**Task to complete:** Extract the data exactly, missing nothing.

**Supplied records:**
########

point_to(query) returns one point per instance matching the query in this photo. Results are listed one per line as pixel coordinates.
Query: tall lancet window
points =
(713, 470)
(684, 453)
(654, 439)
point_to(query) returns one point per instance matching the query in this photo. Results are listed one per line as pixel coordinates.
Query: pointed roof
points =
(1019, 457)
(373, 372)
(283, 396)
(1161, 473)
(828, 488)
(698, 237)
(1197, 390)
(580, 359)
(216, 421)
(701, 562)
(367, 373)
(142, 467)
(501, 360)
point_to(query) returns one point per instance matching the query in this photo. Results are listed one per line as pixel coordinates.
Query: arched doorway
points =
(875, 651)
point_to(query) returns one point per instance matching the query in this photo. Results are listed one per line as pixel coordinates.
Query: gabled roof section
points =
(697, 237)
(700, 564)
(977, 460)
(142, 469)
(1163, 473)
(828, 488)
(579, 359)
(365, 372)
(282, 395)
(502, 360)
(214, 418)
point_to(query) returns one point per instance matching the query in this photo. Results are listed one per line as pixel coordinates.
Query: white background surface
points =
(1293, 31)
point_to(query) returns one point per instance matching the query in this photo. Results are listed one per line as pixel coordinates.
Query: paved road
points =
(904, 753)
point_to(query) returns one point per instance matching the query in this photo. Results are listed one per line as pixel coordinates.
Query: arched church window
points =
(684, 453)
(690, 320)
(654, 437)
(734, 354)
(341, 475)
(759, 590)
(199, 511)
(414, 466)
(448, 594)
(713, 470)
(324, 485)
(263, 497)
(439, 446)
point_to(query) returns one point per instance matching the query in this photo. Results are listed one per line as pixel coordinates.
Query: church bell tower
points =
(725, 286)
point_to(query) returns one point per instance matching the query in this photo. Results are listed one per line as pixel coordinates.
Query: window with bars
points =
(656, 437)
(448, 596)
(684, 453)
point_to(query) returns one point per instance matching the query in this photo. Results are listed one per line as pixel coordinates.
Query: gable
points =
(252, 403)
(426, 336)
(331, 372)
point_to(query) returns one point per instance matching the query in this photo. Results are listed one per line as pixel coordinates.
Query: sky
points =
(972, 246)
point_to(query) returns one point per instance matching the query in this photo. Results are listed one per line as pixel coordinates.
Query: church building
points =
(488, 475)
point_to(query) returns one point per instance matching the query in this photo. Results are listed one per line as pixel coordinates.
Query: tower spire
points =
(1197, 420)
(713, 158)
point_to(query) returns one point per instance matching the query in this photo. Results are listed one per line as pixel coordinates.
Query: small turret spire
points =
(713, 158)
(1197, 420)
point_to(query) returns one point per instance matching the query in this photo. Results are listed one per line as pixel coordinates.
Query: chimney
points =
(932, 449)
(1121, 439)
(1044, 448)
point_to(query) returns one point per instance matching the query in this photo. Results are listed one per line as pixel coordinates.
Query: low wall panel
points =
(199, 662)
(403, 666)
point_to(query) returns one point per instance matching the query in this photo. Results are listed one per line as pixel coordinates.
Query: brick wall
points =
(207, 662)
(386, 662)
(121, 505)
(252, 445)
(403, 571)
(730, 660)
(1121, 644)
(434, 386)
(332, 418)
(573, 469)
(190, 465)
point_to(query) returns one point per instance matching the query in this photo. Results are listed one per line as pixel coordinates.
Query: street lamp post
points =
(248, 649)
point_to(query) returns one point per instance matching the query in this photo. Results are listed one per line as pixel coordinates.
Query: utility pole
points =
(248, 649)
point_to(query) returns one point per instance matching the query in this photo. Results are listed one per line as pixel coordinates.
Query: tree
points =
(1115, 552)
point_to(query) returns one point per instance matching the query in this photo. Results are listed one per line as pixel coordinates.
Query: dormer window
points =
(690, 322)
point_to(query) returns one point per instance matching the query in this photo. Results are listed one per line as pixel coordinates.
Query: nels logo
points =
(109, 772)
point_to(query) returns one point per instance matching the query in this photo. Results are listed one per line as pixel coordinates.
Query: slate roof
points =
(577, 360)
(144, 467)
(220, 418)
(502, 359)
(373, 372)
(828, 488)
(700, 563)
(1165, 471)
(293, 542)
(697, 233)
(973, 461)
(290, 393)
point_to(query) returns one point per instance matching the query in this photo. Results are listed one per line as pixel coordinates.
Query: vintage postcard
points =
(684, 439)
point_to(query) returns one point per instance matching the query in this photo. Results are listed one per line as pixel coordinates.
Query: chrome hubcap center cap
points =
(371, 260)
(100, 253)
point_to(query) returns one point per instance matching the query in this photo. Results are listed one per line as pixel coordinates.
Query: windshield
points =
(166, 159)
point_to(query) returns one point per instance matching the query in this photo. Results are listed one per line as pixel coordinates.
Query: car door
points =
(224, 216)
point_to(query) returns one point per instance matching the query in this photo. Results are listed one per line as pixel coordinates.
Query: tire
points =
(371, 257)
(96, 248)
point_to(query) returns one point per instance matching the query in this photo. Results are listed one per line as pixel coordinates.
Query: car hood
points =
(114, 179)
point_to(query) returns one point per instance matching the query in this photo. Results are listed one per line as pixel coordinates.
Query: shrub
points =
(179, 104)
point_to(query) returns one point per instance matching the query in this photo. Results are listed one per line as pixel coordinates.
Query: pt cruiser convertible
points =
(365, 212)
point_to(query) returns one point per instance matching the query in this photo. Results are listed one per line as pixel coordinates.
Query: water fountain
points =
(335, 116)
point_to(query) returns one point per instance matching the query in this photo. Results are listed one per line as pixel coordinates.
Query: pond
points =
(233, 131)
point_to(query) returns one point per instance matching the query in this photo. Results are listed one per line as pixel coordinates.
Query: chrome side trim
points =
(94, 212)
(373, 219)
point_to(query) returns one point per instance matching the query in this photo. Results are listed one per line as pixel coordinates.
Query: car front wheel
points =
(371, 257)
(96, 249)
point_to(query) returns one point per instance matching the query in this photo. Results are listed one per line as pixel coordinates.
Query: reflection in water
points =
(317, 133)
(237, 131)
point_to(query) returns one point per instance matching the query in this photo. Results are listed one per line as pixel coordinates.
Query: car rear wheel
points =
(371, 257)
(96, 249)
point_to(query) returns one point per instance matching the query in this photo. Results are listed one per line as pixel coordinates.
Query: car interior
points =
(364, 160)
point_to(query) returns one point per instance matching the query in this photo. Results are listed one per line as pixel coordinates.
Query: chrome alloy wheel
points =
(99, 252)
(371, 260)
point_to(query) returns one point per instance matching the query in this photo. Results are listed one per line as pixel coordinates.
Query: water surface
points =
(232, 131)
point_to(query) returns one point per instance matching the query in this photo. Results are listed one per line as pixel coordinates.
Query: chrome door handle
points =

########

**Correct output:**
point_to(query) returns one point per instance matching the query in this photo. Results are listed one per line as pixel coordinates.
Query: tall lancet window
points =
(713, 470)
(684, 453)
(654, 439)
point_to(query) returns one point per instance matching the query in this photo. Results are listed one per line as pixel coordinates.
Query: pointed roof
points =
(1019, 457)
(373, 372)
(283, 396)
(1161, 473)
(828, 488)
(698, 237)
(1197, 390)
(580, 359)
(216, 421)
(701, 562)
(367, 373)
(142, 467)
(501, 360)
point_to(query) returns one point per instance matching the query in this photo. Results are listed one per line as pixel coordinates.
Query: arched doorway
points =
(875, 651)
point_to(query) returns one point per instance matching the query in this photo. Results are listed one per line as pixel coordinates.
Query: gabled roof section
points =
(697, 237)
(700, 564)
(977, 460)
(142, 469)
(1163, 473)
(828, 488)
(579, 359)
(365, 372)
(282, 395)
(502, 360)
(214, 418)
point_to(query) returns one point per instance matching the query in this photo. Results are listed one per line as pixel coordinates.
Query: white background surface
points =
(1293, 31)
point_to(query) returns one point per instance matching the query in this photo. Results are listed one per line as pixel coordinates.
Query: paved road
points =
(904, 753)
point_to(query) returns one point per instance matching the query in this photo. Results are listed one per line as pixel coordinates.
Query: arched church window
points =
(684, 453)
(690, 320)
(654, 437)
(734, 354)
(341, 475)
(759, 590)
(199, 511)
(414, 466)
(448, 594)
(713, 470)
(324, 485)
(263, 497)
(439, 446)
point_to(query) returns one point per instance matching the query in this photo. Results are listed one per line as pixel coordinates.
Query: church bell tower
points =
(725, 286)
point_to(query) returns one point per instance matching the query in this photo. Results are listed one per line as pixel coordinates.
Query: window with bars
points =
(656, 437)
(448, 596)
(684, 453)
point_to(query) returns one point per instance matching the query in this photo. Results are listed one per line as pixel coordinates.
Query: gable
points =
(252, 403)
(426, 336)
(331, 372)
point_to(query) returns one point per instance matching the query in this photo. Results are listed one per line as pixel coordinates.
Query: sky
points =
(972, 246)
point_to(query) returns one point per instance matching the query in this photo. Results are listed one per line as pixel coordinates.
Query: church building
points =
(488, 475)
point_to(query) returns one point per instance matching the query in this photo. Results are listed one per line as pixel coordinates.
Query: tower spire
points =
(1197, 420)
(713, 158)
point_to(query) returns one point per instance matching the query in this photo. Results are listed one per line as pixel coordinates.
Query: small turret spire
points =
(713, 158)
(1197, 420)
point_to(query) returns one point per instance matching the query in this photo. Results are listed one per line as pixel coordinates.
Query: chimney
points =
(932, 449)
(1121, 439)
(1044, 448)
point_to(query) returns one point per instance matching the query in this photo. Results are listed one per line as pixel coordinates.
Query: low wall panel
points =
(199, 662)
(403, 666)
point_to(query) returns one point per instance matching the query in this photo. Results are listed one per line as pixel coordinates.
Query: brick wall
points =
(207, 662)
(386, 662)
(121, 505)
(252, 445)
(403, 571)
(730, 660)
(1121, 644)
(434, 386)
(332, 418)
(573, 469)
(190, 465)
point_to(query) returns one point per instance matching the query in this photo. Results are listed one per line as pixel coordinates.
Query: street lamp post
points =
(248, 649)
point_to(query) returns one point per instance matching the query in this photo. Results are listed one per line as pixel coordinates.
Query: utility pole
points =
(248, 649)
point_to(query) returns one point per instance matching the query in this photo. Results are listed one per line as pixel coordinates.
Query: tree
points =
(1115, 552)
point_to(query) returns one point per instance matching the query in this photo. Results are listed one per line as pixel coordinates.
Query: dormer window
points =
(690, 322)
point_to(query) returns one point per instance matching the query in this photo. Results are listed one per line as pixel coordinates.
Query: nels logo
points =
(109, 772)
point_to(query) returns one point per instance matching the query in this photo. Results are listed one per line as pixel coordinates.
Query: slate roof
points =
(577, 360)
(144, 467)
(220, 418)
(502, 359)
(373, 372)
(828, 488)
(700, 563)
(1165, 471)
(293, 542)
(697, 233)
(973, 461)
(290, 393)
point_to(query) returns one point per instance matching the query in this photo. Results are listed one per line as pixel coordinates.
Query: vintage postcard
points =
(684, 439)
point_to(query) returns one point per instance matching the query in this photo. Results are listed one per line as pixel coordinates.
Query: chrome hubcap center cap
points =
(371, 260)
(100, 253)
point_to(query) returns one point per instance matching the query in this photo. Results are listed one per line as pixel coordinates.
Query: windshield
points =
(166, 159)
point_to(query) returns one point per instance matching the query in this photo. Results are listed one per line as pixel coordinates.
Query: car door
points =
(224, 216)
point_to(query) returns one point per instance matching the query in this photo. Results are listed one per line as pixel coordinates.
Query: tire
points =
(371, 257)
(96, 248)
point_to(query) returns one point per instance matching the query in this photo. Results are listed one per line as pixel coordinates.
Query: car hood
points =
(114, 179)
point_to(query) returns one point per instance matching the query in this photo. Results are listed one per line as pixel coordinates.
Query: shrub
points =
(179, 104)
point_to(query) returns one point per instance matching the query in this photo. Results are listed one per line as pixel coordinates.
Query: pt cruiser convertible
points =
(365, 212)
point_to(query) returns one point per instance matching the query in this photo. Results are listed one per line as pixel coordinates.
Query: water fountain
points =
(335, 116)
point_to(query) returns one point per instance matching the query in this photo. Results are listed one per line as pixel coordinates.
Query: pond
points =
(233, 131)
point_to(query) returns one point per instance matching the query in this photo. Results are listed one per line as pixel coordinates.
Query: chrome side trim
points =
(94, 212)
(373, 219)
point_to(query) returns one point per instance matching the query in this photo. Results are listed one per line as pixel coordinates.
Query: car front wheel
points =
(371, 257)
(96, 249)
point_to(query) returns one point per instance matching the query in this photo. Results are listed one per line as pixel coordinates.
Query: reflection in water
points =
(317, 133)
(237, 131)
point_to(query) returns one point per instance matching the query in this photo. Results are listed one per line as pixel coordinates.
Query: car rear wheel
points =
(371, 257)
(96, 249)
point_to(query) returns one point per instance matching the query in this photo. Results are listed one per line as pixel coordinates.
Query: car interior
points =
(364, 160)
point_to(query) returns one point per instance matching the query in this photo. Results are listed one per line as pixel coordinates.
Query: chrome alloy wheel
points =
(99, 252)
(371, 260)
point_to(query) returns one point per instance matching the query in this photo. Results are listed one per line as pixel coordinates.
Query: water surface
points =
(232, 131)
point_to(query) returns one point per instance matching the query in this photo. Results are listed one per line as pixel coordinates.
Query: chrome door handle
points =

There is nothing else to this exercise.